• **Complete lo siguiente**:
1 - Convierta en una lista breve el párrafo del texto que empieza por "Descubrí no hace mucho por casualidad" y conserve sus datos principales.
2 - Reproduzca literalmente el fragmento del texto que comienza en las palabras "A la sexta vez" y termina tras las palabras "pensantes e inventoras.".

• **Fragmento del texto**:

....................

Los polvos de Elisabeth, Arden

No sabía qué hora era cuando me desperté esta mañana, pero daba igual. Ha sido exactamente a la hora a la que mi gato ha considerado que había descansado lo suficiente. He cogido el móvil de la mesilla y he visto un seis. Le he mandado a cazar ratones y me he dado la vuelta. 

A la sexta vez que me ha pisado la cabeza, me he rendido y he decidido pisar tierra firme. Tú ganas, Koshka. Después, la rutina de siempre: enróscate el pelo en algo parecido a un moño, ponte la bata y las zapatillas, apaga el humidificador y coge el móvil, que la lucecita azul no deja de parpadear. 

Descubrí no hace mucho por casualidad, que mi teléfono tiene detector de caras para desbloquearlo en lugar de meter un código o un dibujito que a mí siempre me salía mal. Me vi convertida en uno de esos espías americanos que pasan puerta tras puerta tras el reconocimiento de su iris y me pareció de lo más divertido, sobre todo cuando comprobé que el aparato era capaz de reconocerme con y sin gafas. Alucino con ciertas mentes pensantes e inventoras. 

No tardé mucho en verme más en la línea de Maxwell Smart, cuando descubrí que si no hay mucha luz, el señor que está detrás de la pantalla no te sabe decir si eres o no, así que muchas veces termino tecleando el código que quería evitar por mi desamueblada cabeza, pero que ahora consigo recordar gracias a que alguien le dio un nombre de número, (digo yo que será un año), a una tónica que pega mucho con la ginebra. Y a mí eso no se me olvida.

Pero esta mañana, a plena luz del día y sin gafas, le he mirado fijamente a la pantalla y cual amante despechado me ha soltado un no te reconozco y créanme que me ha sentado fatal. ¿Tanto he cambiado desde ayer? ¿Será que va a ser cierto que los hombres se levantan poco más o menos como se acuestan y nosotras nos vamos estropeando progresivamente a medida que pasan las horas de la noche?
Virgencita, que me quede como estoy

Estoy abatida, desolada... ¿Estamos condenadas a la conformidad con el efecto del paso del tiempo acumulando noches de deterioro progresivo o a ir haciéndonos chapuzas para mantenernos decentes como si fuéramos un piso comprado hace veinte años. Mejor hacer las obritas según vayan apareciendo los problemas que dejarlos, que luego se te juntan todos y es un pastizal, que me decían a mí cuando comprendí que mis armarios pedían la gran parada.

Me veo más en el primer grupo. No me imagino esperando para que me recorten la piel sobrante de los párpados para que luego encima el cirujano se haga un tambor con ella. Ni me veo en un quirófano para que me achiquen la cintura y tener que pagar en efectivo y un par de costillas. Ni siquiera inyectándome cuarto y mitad de toxina botulínica, con lo que duelen las inyecciones, para terminar con la misma expresividad facial que la duquesa de Alba (Q.E.P.D.) (Y no, Mariló. Que esto lo firmo yo)

Este es el momento en el que llega uno, (generalmente poco agraciado él, o su esposa o incluso ambos), y dice eso de que la belleza va por dentro y yo me pregunto por qué demonios no nos podremos pelar. Aunque solo sea para salir a cenar el sábado. Menos mal que siempre nos quedará el alicatado o restauración a base de polvos, pinturas y afeites que tan bien esconden nuestros deterioros.

....................

• **Datos para examinar**:

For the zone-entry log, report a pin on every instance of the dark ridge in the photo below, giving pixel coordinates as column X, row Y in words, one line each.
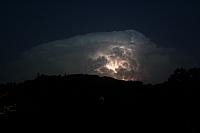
column 175, row 101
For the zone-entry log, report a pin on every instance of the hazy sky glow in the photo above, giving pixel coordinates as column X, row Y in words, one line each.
column 124, row 55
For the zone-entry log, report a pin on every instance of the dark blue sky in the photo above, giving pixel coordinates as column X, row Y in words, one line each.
column 168, row 23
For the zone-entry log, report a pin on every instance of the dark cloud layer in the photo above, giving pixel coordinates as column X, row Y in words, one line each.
column 125, row 55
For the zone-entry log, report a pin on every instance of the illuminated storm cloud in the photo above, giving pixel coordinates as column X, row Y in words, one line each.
column 124, row 55
column 118, row 61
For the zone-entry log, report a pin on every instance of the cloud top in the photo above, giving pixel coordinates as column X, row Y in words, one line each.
column 126, row 55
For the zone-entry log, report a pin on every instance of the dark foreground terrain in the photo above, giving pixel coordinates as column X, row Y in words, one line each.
column 172, row 104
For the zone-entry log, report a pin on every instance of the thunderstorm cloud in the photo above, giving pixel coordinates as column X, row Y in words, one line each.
column 124, row 55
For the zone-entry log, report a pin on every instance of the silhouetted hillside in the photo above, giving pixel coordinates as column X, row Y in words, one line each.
column 178, row 96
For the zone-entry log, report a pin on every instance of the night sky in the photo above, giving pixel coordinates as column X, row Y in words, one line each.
column 167, row 23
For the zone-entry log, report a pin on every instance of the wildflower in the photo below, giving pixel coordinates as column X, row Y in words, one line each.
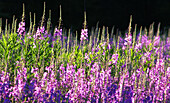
column 114, row 59
column 156, row 41
column 84, row 34
column 40, row 31
column 21, row 29
column 128, row 39
column 58, row 32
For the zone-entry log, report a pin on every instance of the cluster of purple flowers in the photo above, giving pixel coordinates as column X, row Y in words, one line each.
column 84, row 34
column 21, row 29
column 58, row 32
column 39, row 33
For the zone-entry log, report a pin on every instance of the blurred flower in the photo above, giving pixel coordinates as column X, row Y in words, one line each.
column 128, row 39
column 21, row 29
column 58, row 32
column 156, row 41
column 84, row 34
column 114, row 59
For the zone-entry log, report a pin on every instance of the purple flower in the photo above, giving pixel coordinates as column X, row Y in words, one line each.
column 114, row 59
column 156, row 41
column 58, row 32
column 128, row 39
column 21, row 29
column 40, row 31
column 84, row 34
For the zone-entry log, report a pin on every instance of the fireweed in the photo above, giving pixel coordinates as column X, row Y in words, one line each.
column 47, row 69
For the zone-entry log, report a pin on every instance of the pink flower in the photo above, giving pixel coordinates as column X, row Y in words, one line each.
column 84, row 34
column 21, row 29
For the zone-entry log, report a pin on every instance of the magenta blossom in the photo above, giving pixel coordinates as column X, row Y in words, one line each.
column 84, row 34
column 58, row 32
column 128, row 39
column 21, row 29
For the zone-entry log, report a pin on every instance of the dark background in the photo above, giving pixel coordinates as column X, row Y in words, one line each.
column 107, row 12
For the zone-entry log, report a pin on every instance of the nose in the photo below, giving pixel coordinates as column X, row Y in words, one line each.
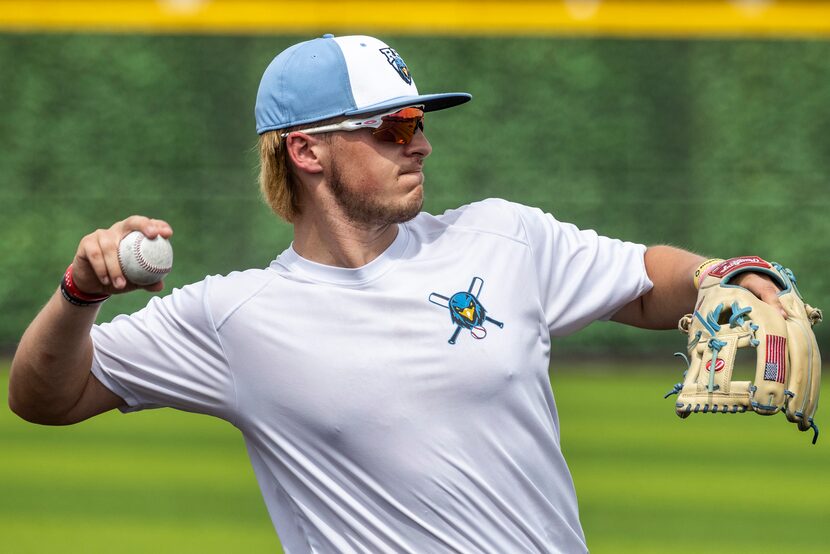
column 419, row 145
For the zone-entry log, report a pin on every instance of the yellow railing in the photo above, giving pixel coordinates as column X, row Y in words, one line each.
column 488, row 17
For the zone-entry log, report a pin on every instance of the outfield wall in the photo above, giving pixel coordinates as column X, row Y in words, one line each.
column 716, row 145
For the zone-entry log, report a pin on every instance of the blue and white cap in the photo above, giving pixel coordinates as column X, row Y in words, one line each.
column 333, row 76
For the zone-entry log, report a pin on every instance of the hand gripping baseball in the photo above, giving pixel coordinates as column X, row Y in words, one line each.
column 729, row 317
column 96, row 267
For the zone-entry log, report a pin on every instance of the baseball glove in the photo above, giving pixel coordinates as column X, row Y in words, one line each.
column 727, row 318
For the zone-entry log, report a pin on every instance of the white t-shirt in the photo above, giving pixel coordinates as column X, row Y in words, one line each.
column 403, row 406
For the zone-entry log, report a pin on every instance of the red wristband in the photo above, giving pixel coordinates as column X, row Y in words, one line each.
column 75, row 296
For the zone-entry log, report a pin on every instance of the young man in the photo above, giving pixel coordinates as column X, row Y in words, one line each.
column 389, row 370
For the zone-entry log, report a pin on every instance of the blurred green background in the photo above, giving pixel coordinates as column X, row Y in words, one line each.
column 648, row 482
column 719, row 146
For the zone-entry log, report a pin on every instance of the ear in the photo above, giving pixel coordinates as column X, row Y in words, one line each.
column 305, row 152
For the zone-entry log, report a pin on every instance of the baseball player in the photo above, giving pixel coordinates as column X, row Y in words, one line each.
column 389, row 369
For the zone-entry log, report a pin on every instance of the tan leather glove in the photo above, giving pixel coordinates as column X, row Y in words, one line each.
column 727, row 318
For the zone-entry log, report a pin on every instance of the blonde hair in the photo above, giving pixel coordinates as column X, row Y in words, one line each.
column 277, row 181
column 276, row 176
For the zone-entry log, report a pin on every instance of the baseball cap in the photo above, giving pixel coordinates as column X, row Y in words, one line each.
column 333, row 76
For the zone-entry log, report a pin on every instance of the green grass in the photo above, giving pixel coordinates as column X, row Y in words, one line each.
column 647, row 482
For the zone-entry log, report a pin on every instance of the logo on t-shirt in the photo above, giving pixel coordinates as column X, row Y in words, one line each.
column 466, row 312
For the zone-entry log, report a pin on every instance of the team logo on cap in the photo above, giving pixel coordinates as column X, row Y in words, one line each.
column 397, row 62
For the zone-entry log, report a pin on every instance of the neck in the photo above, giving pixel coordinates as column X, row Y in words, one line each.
column 327, row 239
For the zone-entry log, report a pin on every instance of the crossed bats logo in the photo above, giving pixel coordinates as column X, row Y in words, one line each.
column 466, row 311
column 397, row 62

....................

• **Respuestas por tarea**:
1 -
- El teléfono se desbloquea con detector de caras en lugar de un código o un dibujo, que a la autora siempre le salía mal.
- Se sintió como uno de esos espías americanos que cruzan puertas tras el reconocimiento del iris, y le resultó muy divertido.
- El aparato la reconoce con y sin gafas.
- Le asombran ciertas mentes pensantes e inventoras.

2 -
A la sexta vez que me ha pisado la cabeza, me he rendido y he decidido pisar tierra firme. Tú ganas, Koshka. Después, la rutina de siempre: enróscate el pelo en algo parecido a un moño, ponte la bata y las zapatillas, apaga el humidificador y coge el móvil, que la lucecita azul no deja de parpadear. 

Descubrí no hace mucho por casualidad, que mi teléfono tiene detector de caras para desbloquearlo en lugar de meter un código o un dibujito que a mí siempre me salía mal. Me vi convertida en uno de esos espías americanos que pasan puerta tras puerta tras el reconocimiento de su iris y me pareció de lo más divertido, sobre todo cuando comprobé que el aparato era capaz de reconocerme con y sin gafas. Alucino con ciertas mentes pensantes e inventoras.